# WORK ORDER
Among the lines listed below, count those that include the string "silhouetted", and state only the count.

(Referring expression pointing data)
----

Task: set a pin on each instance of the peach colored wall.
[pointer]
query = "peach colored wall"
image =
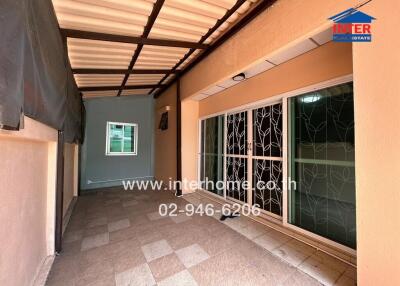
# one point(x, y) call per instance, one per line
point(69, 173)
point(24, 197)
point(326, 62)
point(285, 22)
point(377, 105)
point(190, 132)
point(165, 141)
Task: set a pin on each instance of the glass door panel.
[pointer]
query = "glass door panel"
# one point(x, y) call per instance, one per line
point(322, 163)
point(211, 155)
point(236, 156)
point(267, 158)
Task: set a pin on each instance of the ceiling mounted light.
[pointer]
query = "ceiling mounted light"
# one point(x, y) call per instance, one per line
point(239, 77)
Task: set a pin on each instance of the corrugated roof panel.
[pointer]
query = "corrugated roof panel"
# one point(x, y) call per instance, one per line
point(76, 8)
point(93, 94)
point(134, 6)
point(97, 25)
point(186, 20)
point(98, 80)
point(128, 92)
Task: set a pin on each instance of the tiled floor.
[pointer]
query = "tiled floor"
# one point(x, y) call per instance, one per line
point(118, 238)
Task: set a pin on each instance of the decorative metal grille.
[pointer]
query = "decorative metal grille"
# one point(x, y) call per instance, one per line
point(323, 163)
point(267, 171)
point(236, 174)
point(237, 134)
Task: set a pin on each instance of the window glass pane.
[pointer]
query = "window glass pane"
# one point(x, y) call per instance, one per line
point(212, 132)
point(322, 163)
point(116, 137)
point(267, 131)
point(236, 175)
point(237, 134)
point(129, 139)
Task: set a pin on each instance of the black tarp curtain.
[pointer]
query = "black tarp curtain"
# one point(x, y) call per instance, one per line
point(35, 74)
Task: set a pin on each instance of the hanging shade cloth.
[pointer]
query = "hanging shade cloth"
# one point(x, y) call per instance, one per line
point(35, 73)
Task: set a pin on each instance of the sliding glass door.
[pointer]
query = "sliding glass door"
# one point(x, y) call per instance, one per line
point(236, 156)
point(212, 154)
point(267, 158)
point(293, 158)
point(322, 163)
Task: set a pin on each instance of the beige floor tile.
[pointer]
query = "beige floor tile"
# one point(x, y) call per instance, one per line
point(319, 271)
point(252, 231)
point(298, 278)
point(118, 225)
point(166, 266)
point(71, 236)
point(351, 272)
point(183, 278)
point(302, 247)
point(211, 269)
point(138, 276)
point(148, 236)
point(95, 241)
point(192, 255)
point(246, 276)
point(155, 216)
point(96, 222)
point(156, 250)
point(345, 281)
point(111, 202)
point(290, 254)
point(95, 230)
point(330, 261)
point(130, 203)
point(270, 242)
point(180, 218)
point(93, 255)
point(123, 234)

----

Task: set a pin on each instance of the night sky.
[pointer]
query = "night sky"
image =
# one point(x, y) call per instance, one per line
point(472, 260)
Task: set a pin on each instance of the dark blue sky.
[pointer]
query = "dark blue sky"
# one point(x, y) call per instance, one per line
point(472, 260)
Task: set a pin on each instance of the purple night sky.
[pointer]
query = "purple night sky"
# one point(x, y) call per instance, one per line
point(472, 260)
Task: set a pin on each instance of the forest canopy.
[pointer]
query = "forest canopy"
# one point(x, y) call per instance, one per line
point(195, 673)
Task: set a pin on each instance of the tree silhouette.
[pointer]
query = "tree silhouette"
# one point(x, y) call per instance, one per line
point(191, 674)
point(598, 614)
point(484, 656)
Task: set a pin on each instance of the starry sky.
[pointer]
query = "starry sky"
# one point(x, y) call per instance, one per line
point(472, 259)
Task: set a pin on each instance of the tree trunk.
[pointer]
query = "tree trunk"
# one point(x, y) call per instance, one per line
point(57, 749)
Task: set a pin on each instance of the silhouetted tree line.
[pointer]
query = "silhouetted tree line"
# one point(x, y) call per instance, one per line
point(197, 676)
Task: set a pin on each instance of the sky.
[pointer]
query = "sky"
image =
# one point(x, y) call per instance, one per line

----

# ANSWER BELOW
2